* SET TASK *
Repeat, exactly and completely, the material that follows. Omit the pictures.

* EXERCISE INPUTS *

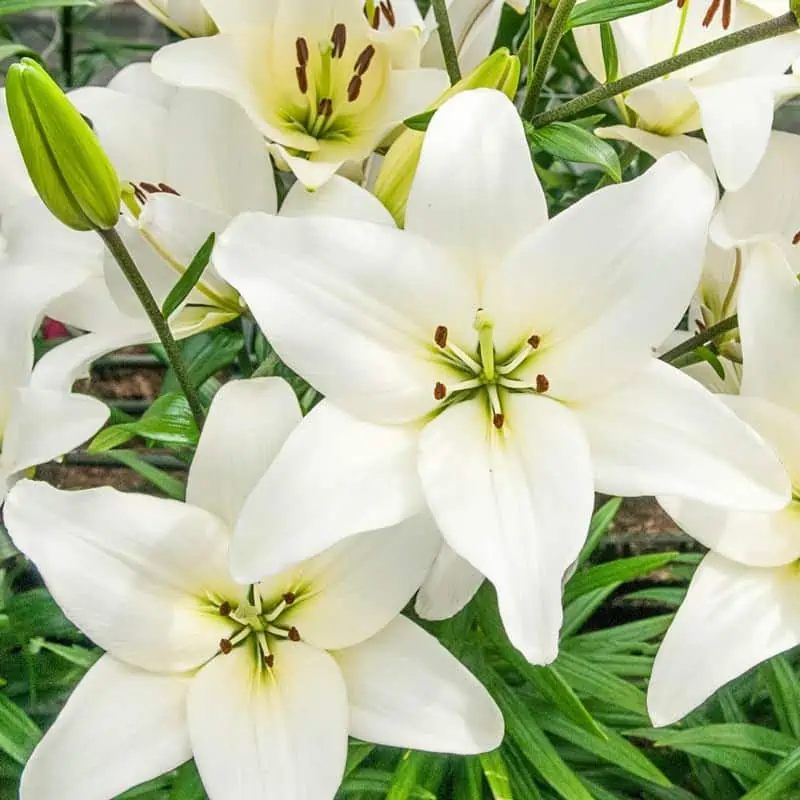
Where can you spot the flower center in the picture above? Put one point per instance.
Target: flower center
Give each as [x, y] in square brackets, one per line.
[257, 621]
[337, 78]
[482, 373]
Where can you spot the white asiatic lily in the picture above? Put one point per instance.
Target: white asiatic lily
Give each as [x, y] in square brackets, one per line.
[317, 79]
[260, 684]
[743, 604]
[185, 17]
[490, 362]
[732, 97]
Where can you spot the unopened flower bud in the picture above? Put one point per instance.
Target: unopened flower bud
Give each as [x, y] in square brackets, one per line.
[186, 17]
[500, 71]
[64, 159]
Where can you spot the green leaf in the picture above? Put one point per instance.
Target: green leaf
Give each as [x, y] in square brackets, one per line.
[569, 142]
[19, 734]
[18, 6]
[496, 772]
[170, 486]
[593, 12]
[538, 750]
[779, 784]
[180, 291]
[614, 572]
[784, 691]
[601, 522]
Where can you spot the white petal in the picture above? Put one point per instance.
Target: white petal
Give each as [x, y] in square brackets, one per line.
[406, 690]
[351, 306]
[262, 733]
[216, 157]
[604, 282]
[335, 476]
[360, 585]
[339, 197]
[246, 427]
[769, 327]
[658, 146]
[131, 571]
[119, 728]
[515, 503]
[475, 192]
[737, 120]
[733, 618]
[451, 583]
[46, 424]
[663, 433]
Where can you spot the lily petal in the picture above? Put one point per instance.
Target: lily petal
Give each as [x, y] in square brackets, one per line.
[279, 732]
[120, 727]
[247, 425]
[475, 192]
[451, 583]
[361, 584]
[733, 618]
[663, 433]
[406, 690]
[335, 476]
[137, 589]
[351, 306]
[606, 281]
[515, 503]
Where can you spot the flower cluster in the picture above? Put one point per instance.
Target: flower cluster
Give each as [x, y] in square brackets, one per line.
[476, 369]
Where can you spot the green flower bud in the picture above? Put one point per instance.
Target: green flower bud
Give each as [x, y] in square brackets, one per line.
[65, 161]
[500, 70]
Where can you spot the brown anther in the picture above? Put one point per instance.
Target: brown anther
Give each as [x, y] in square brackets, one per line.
[364, 60]
[301, 46]
[711, 13]
[388, 12]
[339, 40]
[302, 79]
[354, 88]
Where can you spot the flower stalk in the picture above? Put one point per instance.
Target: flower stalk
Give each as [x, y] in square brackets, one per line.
[555, 32]
[131, 272]
[786, 23]
[446, 38]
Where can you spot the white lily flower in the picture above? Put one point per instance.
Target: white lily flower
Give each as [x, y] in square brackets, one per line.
[261, 684]
[475, 24]
[743, 603]
[185, 17]
[732, 97]
[489, 362]
[317, 79]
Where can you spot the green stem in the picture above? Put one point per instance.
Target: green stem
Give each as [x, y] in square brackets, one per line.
[131, 272]
[555, 32]
[446, 38]
[755, 33]
[699, 339]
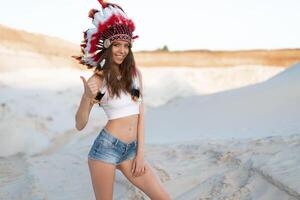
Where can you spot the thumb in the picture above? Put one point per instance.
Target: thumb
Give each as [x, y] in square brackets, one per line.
[83, 80]
[133, 167]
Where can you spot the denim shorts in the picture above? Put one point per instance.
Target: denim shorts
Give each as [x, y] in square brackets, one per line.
[110, 149]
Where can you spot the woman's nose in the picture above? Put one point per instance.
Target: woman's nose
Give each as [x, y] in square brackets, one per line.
[122, 49]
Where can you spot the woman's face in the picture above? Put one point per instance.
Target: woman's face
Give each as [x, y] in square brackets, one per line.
[120, 50]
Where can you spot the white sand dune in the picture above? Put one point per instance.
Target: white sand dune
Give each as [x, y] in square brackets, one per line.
[42, 156]
[271, 107]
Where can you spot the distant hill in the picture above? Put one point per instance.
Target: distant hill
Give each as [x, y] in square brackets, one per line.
[38, 43]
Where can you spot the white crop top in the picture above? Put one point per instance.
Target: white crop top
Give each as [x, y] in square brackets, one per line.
[118, 107]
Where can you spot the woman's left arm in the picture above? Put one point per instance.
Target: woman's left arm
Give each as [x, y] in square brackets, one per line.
[138, 165]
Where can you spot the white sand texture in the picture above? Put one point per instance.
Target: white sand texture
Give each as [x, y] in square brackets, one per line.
[206, 136]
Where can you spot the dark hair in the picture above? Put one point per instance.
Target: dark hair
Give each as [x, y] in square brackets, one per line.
[114, 85]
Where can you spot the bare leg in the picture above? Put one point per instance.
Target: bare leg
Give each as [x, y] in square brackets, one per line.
[149, 183]
[103, 176]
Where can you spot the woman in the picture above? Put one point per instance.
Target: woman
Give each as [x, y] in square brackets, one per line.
[116, 86]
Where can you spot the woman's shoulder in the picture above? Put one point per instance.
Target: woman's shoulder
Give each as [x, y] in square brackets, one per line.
[97, 78]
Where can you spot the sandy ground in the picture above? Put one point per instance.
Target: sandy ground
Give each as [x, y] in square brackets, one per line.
[44, 157]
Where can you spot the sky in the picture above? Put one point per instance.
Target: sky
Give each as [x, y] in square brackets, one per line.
[181, 25]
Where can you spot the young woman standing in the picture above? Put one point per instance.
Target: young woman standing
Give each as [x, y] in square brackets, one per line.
[116, 86]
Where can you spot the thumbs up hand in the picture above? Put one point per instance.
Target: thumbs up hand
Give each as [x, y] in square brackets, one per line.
[90, 88]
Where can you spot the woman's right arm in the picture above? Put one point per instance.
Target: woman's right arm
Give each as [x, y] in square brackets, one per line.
[91, 88]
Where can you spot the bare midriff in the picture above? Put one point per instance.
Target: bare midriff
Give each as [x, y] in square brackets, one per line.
[125, 128]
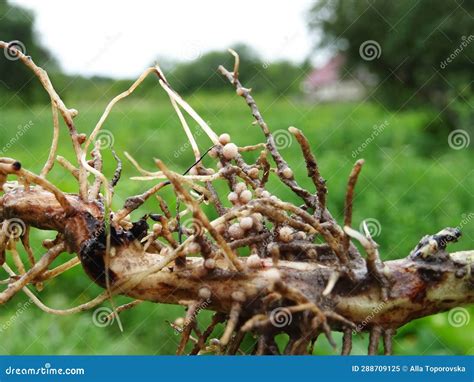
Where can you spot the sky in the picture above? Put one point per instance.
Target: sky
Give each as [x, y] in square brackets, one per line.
[121, 38]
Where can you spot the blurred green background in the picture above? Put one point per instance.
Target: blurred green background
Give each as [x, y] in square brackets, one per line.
[416, 181]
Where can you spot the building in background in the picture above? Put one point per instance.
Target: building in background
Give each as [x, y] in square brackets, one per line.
[329, 84]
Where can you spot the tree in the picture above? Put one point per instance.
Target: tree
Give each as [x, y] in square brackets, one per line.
[422, 52]
[16, 25]
[304, 275]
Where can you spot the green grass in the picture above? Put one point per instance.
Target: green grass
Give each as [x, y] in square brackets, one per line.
[411, 184]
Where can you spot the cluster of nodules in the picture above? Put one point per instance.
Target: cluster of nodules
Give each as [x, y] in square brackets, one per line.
[246, 224]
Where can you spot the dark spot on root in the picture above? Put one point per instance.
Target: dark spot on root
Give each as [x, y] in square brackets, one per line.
[430, 275]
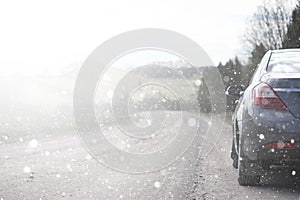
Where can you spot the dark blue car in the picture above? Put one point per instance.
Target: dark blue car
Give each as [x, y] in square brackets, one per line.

* EXERCISE ANSWER *
Where can you spot the flower center in the picture above? Put one point per instance.
Target: flower center
Give each as [x, y] in square brackets, one per line.
[257, 621]
[337, 78]
[482, 373]
Where can you spot the white asiatic lily in the picture above? Put one point per instance.
Target: white asiatic lily
Give each as [x, y] in square brackets, one per line.
[317, 79]
[260, 684]
[743, 604]
[185, 17]
[490, 362]
[732, 97]
Where can you spot the unopened flower bud in the picture above? Put one point per instance.
Target: unopened flower bud
Give each as [x, y] in square brackets, one per line.
[186, 17]
[500, 71]
[64, 159]
Where can you spot the green leaf in the picture above? Put one point per instance.
Target: green leaf
Give each as [x, y] in square brackets, one per line.
[569, 142]
[19, 734]
[18, 6]
[496, 772]
[170, 486]
[593, 12]
[538, 750]
[779, 784]
[180, 291]
[614, 572]
[784, 691]
[601, 522]
Where can you spot the white petal in the picture above? Put one point per instance.
Target: white petal
Give each as [x, y] in square brackets, one per line.
[406, 690]
[351, 306]
[262, 733]
[216, 157]
[604, 282]
[335, 476]
[360, 585]
[339, 197]
[246, 427]
[769, 327]
[658, 146]
[131, 571]
[119, 728]
[515, 503]
[475, 192]
[737, 120]
[733, 618]
[451, 583]
[46, 424]
[663, 433]
Where can you spot the lily petal in the picture above? Put one point per instance.
Target: lily petal
Give each as [x, y] in square brackets, one per line.
[279, 732]
[120, 727]
[247, 425]
[475, 192]
[451, 583]
[361, 584]
[733, 618]
[663, 433]
[406, 690]
[335, 476]
[137, 589]
[351, 306]
[606, 281]
[515, 503]
Where can you spot the flower cluster in the picture above? Put one point per instance.
Target: flower cluster
Give each as [x, y] in square brackets, one per line.
[476, 369]
Where can you spot the green flower bud in the picture above? Put one point per instance.
Target: green flower bud
Give each as [x, y] in square brackets, one per line.
[65, 161]
[500, 70]
Where can you spot the brown anther in the picture above? Put one point per instance.
Target: brown anther
Give each as [x, y] in square brackets, one per line.
[364, 60]
[301, 46]
[711, 13]
[388, 12]
[339, 40]
[302, 79]
[354, 88]
Where can you spot the flower stalk in the picture above? Put one point per instance.
Target: flower stalk
Give each as [x, y] in square brackets, one per line.
[555, 32]
[131, 272]
[786, 23]
[446, 38]
Where can you spot the white lily flower in the picture above? Put one point per instance.
Target: white lily flower
Give each as [x, y] in square brackets, one per line.
[261, 684]
[475, 24]
[743, 603]
[185, 17]
[732, 97]
[489, 362]
[317, 79]
Where can you spot the green stem in the picture above? Put one point per instance.
Target: green stem
Give each as [x, y] in square brackets, one per line.
[131, 272]
[555, 32]
[446, 38]
[755, 33]
[699, 339]
Where can you spot the thumb in the picture above? Put one point per instance.
Target: thumb
Give each as [x, y] in square brackets, one per line.
[83, 80]
[133, 167]
Where can you spot the denim shorts in the picture above? Put one point per instance.
Target: denim shorts
Give each as [x, y] in square brackets, one per line.
[110, 149]
Where can you spot the woman's nose in the picture above? Put one point per instance.
Target: woman's nose
Give each as [x, y] in square brackets, one per line.
[122, 49]
Where can you spot the woman's face in the picture above? Put one point per instance.
Target: woman's face
Give each as [x, y] in square brackets, one per line.
[120, 50]
Where can you spot the white sand dune in the picture above? Put one point per instance.
Target: white sand dune
Give each as [x, y] in square brackets, one per line.
[42, 156]
[271, 107]
Where can you spot the distant hill in the picture above? Put one point per instance.
Target: distant hill
Give each as [x, y] in square brackets, one per line.
[38, 43]
Where can you spot the white crop top in the picture above? Put one point per instance.
Target: white crop top
Give each as [x, y] in square brackets, one per line.
[118, 107]
Where can you spot the woman's left arm in the picture above? Put one point per instance.
Target: woman's left arm
Give each as [x, y] in square brackets, one per line.
[138, 165]
Where can you spot the white sand texture in the picture above? Put one point per instance.
Target: white sand texture
Give each as [x, y] in square brackets, one per line.
[206, 136]
Where can you spot the dark hair in the picture above? Put one point per instance.
Target: dark hair
Give each as [x, y] in square brackets, one per line.
[114, 85]
Where can you spot the bare leg in the picture above? Put one point per instance.
Target: bare leg
Give each as [x, y] in square brackets, one per line.
[149, 183]
[103, 176]
Where can you spot the woman in the picture above? Put one point per instance.
Target: woman
Give each as [x, y] in square brackets, one per line.
[116, 86]
Where can you spot the woman's shoulder in the picture above? Put one point per instance.
Target: woman's shoulder
Give each as [x, y] in square brackets, one per line.
[97, 78]
Where can you spot the sandy ground in the picture above? Put one point per instance.
Target: sandy ground
Give each as [x, y] in square brackets, one per line.
[44, 157]
Where can you spot the sky in the picture above? Put one point per instance.
Target: sky
Give each as [x, y] in square brackets, one per line.
[181, 25]
Where can you spot the young woman standing in the picture above? Put one point per instance.
Target: young woman standing
Give each as [x, y] in square brackets, one per line.
[116, 86]
Where can you spot the thumbs up hand in the picture above? Put one point per instance.
Target: thumbs up hand
Give each as [x, y] in square brackets, one per line.
[90, 88]
Where can you spot the woman's right arm in the picture above? Put one point per instance.
Target: woman's right arm
Give each as [x, y] in square brackets, one per line.
[91, 88]
Where can you spot the bare midriff in the picture above? Put one point per instance.
Target: bare midriff
Give each as [x, y] in square brackets, one per line.
[125, 128]
Where can you spot the sky in the picture above? Put one point per instance.
Target: sky
Give each as [x, y] in square brackets, one per line.
[121, 38]
Where can you spot the blurred green background in the picture above? Put one point per instance.
Target: blurred green background
Give each as [x, y] in square brackets, one per line.
[416, 181]
Where can you spot the building in background in the picture above? Put one point per instance.
Target: building in background
Give each as [x, y] in square brackets, one per line.
[329, 84]
Where can you spot the tree in the picture above? Put one point per instance.
Target: tree
Give each as [x, y] in square brackets, one per line.
[422, 52]
[16, 25]
[304, 275]
Where can you spot the green grass in the picture above? Put one point per instance.
Target: green grass
Give each as [x, y] in square brackets, one per line.
[411, 184]
Where can you spot the cluster of nodules in the picture above? Put one point per instance.
Target: cluster of nodules
Give each as [x, y] in square brackets, one per line.
[246, 224]
Where can you spot the dark spot on root in the picture above? Put one point per instance.
Target: dark spot on root
Give each as [x, y] in square brackets, one per line.
[430, 275]
Where can you spot the dark blue car in the picture above? Put one point per instance.
Target: dark blue car
Give each as [x, y] in square brackets, one per line.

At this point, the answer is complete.